-- Available data follows --

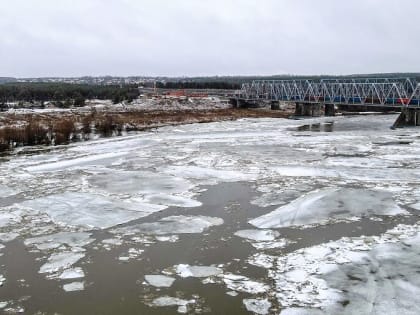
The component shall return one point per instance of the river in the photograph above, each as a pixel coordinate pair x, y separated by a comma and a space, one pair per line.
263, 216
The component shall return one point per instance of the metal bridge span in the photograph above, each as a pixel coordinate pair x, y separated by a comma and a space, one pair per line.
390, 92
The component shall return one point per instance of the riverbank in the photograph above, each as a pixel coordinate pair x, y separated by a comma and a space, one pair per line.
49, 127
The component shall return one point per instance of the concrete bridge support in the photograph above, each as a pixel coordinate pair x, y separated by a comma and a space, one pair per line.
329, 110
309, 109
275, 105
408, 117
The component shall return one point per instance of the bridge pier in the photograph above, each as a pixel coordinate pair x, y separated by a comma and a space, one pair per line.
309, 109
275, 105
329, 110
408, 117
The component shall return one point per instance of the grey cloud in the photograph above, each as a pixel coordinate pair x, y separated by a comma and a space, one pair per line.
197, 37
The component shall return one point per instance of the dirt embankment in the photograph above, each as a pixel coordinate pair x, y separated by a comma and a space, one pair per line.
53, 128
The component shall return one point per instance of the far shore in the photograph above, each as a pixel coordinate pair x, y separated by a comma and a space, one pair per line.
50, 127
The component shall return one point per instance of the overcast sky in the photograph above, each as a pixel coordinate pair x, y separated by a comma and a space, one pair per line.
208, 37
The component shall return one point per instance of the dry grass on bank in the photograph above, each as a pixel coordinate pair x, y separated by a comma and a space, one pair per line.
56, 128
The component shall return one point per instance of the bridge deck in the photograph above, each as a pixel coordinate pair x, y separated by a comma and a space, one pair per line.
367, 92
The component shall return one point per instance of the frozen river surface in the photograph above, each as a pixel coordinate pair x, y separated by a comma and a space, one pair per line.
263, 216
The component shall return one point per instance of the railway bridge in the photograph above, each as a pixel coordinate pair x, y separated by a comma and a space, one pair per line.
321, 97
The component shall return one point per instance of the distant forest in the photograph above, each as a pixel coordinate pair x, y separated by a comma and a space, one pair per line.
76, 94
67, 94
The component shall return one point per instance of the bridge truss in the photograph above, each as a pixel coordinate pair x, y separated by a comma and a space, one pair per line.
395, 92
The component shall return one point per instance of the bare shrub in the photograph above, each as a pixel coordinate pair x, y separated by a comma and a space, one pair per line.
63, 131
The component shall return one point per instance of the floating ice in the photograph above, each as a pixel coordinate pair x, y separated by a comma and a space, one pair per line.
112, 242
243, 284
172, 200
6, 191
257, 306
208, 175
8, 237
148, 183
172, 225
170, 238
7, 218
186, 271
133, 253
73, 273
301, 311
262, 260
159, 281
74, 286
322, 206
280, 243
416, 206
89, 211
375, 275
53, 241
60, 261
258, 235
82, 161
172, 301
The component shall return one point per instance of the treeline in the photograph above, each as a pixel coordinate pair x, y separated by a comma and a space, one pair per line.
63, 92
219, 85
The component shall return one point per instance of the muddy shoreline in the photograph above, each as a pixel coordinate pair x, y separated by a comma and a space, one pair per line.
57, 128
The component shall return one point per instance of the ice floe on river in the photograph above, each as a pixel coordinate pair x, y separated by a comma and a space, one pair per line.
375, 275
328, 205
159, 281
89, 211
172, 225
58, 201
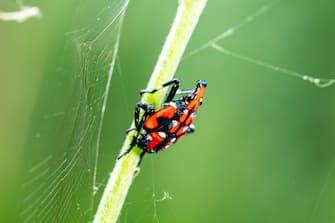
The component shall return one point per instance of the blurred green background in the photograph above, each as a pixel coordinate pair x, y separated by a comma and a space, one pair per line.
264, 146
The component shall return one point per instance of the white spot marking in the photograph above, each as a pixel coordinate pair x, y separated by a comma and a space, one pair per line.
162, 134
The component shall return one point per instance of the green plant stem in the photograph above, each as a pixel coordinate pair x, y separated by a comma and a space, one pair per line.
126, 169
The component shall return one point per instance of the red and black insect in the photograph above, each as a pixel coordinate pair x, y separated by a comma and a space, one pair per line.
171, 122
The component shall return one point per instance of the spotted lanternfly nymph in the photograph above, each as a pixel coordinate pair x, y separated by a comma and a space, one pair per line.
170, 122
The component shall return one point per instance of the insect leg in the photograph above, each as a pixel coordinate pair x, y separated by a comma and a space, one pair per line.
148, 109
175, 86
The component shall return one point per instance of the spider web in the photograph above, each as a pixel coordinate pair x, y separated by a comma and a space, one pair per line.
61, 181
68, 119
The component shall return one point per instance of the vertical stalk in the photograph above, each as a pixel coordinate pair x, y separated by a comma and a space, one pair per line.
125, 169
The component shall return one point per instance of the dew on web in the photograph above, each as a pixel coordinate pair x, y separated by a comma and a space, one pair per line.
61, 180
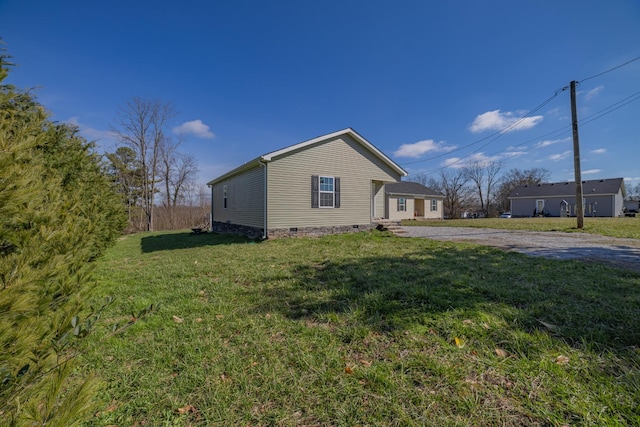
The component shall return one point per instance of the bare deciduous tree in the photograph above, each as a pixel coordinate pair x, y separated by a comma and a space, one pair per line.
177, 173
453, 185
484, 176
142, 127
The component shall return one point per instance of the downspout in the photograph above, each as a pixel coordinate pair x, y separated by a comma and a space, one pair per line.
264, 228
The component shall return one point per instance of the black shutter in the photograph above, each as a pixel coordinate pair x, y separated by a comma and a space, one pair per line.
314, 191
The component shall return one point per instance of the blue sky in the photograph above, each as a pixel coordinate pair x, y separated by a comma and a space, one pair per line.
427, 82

-- Available data concluded --

▶ [Exercise instructions]:
Omit every picture, and otherwise quote the entries exactly.

▶ [Final answer]:
The component shall return one point per instance of the river in the photograph above, each as a pixel coordinate pair x, y separated by a comma and a space, one pair per line.
263, 216
The component shall return one point per instance of the metal bridge span in the photograph above, each as a pixel coordinate pair x, y separated by a comma and a space, one pair per line.
390, 92
The component shall return one point per instance of the riverbank in the photograph above, each as a pixel coordinate pair x, y separated by a comma and a space, one pair per line.
49, 127
The component shall return one point per instance of the concrete bridge support in the photograph above, each as a pixel coordinate pair x, y separated by a comma and a space, one pair per line.
329, 110
309, 109
275, 105
408, 117
The component shall return one point per instance of the bridge pier in the photograph above, each as a pixel coordinate pair x, y separated by a comma and a space, one pair per line.
309, 109
275, 105
329, 110
408, 117
The component shall return one point per instance of the grey cloud in the photograph above, each as a pixel coordinate pair x, y separated by a comma and a space, one pair per line.
197, 37
The component shall return one point per instance of the dirt embankment in the photograph above, each as a pixel coordinate pair x, y separated by a comma and a space, one pair per line.
53, 128
The component shall return one point per instance of the far shore in the photograph above, each as a pixel coordinate pair x, y separated by a comma and a space, one pair per line.
50, 127
The component shall return one point per instance of the overcast sky in the photograph above, each as a pixel coordinate pair x, y separated by a comma and a space, one pair per line.
208, 37
The component shall return one point per instance of the dry grass on bank in the photograph above, each as a pixel coordinate pair x, y separated by a comma and a space, one pair per line.
56, 128
The component shall return one point per instance of the bridge deck in the photograph above, each as a pixel coordinate pair x, y separated by a comma and a space, one pair per line.
367, 92
The component shall return one point per instance of the frozen river surface in the photograph above, each as a pixel coordinate pair x, y separated by a comma and a space, one pair per line.
263, 216
The component shall return one point per instance of the railway bridge in the photograph above, each as a pixel coordinate pair x, y separated by a comma and a space, one pair per line.
321, 97
The component shall return one point per instance of the distant forest in the photograph above, each as a pixel coordinate pair x, y separated by a comma and a space, one pair per line.
76, 94
67, 94
The component shall return one point per instance of the bridge truss in the photograph above, each as a pixel coordinate pair x, y separated by a comma and a space, one pair per line.
395, 92
The component shall return one point per instance of the bare shrub in the photograph above, each as a pixel coordinate pair x, y separated by a comma and a space, one pair per line.
63, 131
The component shall return one point per instance of the floating ice in the photograph above, each as a pixel coordinate pair x, y separated by a comma and a space, one pair per line.
112, 242
243, 284
172, 200
6, 191
257, 306
208, 175
8, 237
148, 183
172, 225
170, 238
7, 218
186, 271
133, 253
73, 273
301, 311
262, 260
159, 281
74, 286
322, 206
280, 243
416, 206
89, 211
375, 275
53, 241
60, 261
258, 235
82, 161
172, 301
The component shall return one point per instance of the treeline in the photograph above, each as a pixel coordinate pair x, y separated by a comma and a space, one pair per line.
63, 92
219, 85
The component shall return one point per instance of the muddy shoreline in the photograph above, each as a pixel coordinate pair x, y separated by a comma and a space, one pair per line.
57, 128
The component shall return one point per instance of the ice floe on river in the photograph above, each as a pixel coordinate pair x, y separated by a comma and a space, one pair per line.
375, 275
328, 205
159, 281
89, 211
172, 225
58, 201
The component shall return one point per instance of the blurred green background in the photograph above, each as a pixel coordinate pair x, y separated by a comma and a space, one pair per line.
264, 146
The component shall return one point per instance of the white spot marking in the photograph above, each as a pixel coordinate pair x, y separated by a comma and a space, one pair per line.
162, 134
The component shall return one point per instance of the green plant stem in the photograph above, each as a pixel coordinate pair x, y separated by a comma and a space, one pair per line.
126, 169
The component shall return one point per instance of the red and black insect in the photograph above, each as a pixel coordinate pair x, y separated by a comma and a space, one pair per line.
171, 122
The component shall return one point per instance of the spotted lanternfly nymph in the photograph above, each as a pixel coordinate pair x, y separated by a comma and a space, one pair per line.
170, 122
The component shall return one point per instance of the insect leg in the photograph above, each as a pixel coordinate pair x, y separated by a comma and a space, one pair per line.
148, 109
175, 86
The component shall return one point per instance of the spider web in the photograph above, each as a pixel coordinate pair x, y separated by a comma and a space, one pair per line.
61, 181
68, 119
The component shall return one point per instance of the vertical stalk in the photograph above, each as a pixel coordinate pair x, y separated by a comma and a space, one pair per line.
125, 169
The component shall return one point per instance of the dew on web in the photograph above, each as a pixel coordinate pair x, y separated by a comma and a space, one pair per line.
61, 180
The component shall return one point per instance of the bare deciduous tree in the photograph above, each as a pixel coordinate pair x, y separated by a comma and a space, one pair per line.
177, 173
453, 185
484, 176
142, 127
The component shall return one point per instance of the downspout in the photograph above, each as a pixel coordinate pair x, y separated by a comma and a space, one pair per line.
264, 228
The component shall return one point per instance of the black shutter in the photograph above, each as a pixel coordinate pair x, y separated by a comma and a space, one pair per line.
314, 191
The component shall return one point per instance of the blue sky in the photograph above, each as a pixel coordinate pair x, y separated by a comma and a space, one pair per line.
427, 82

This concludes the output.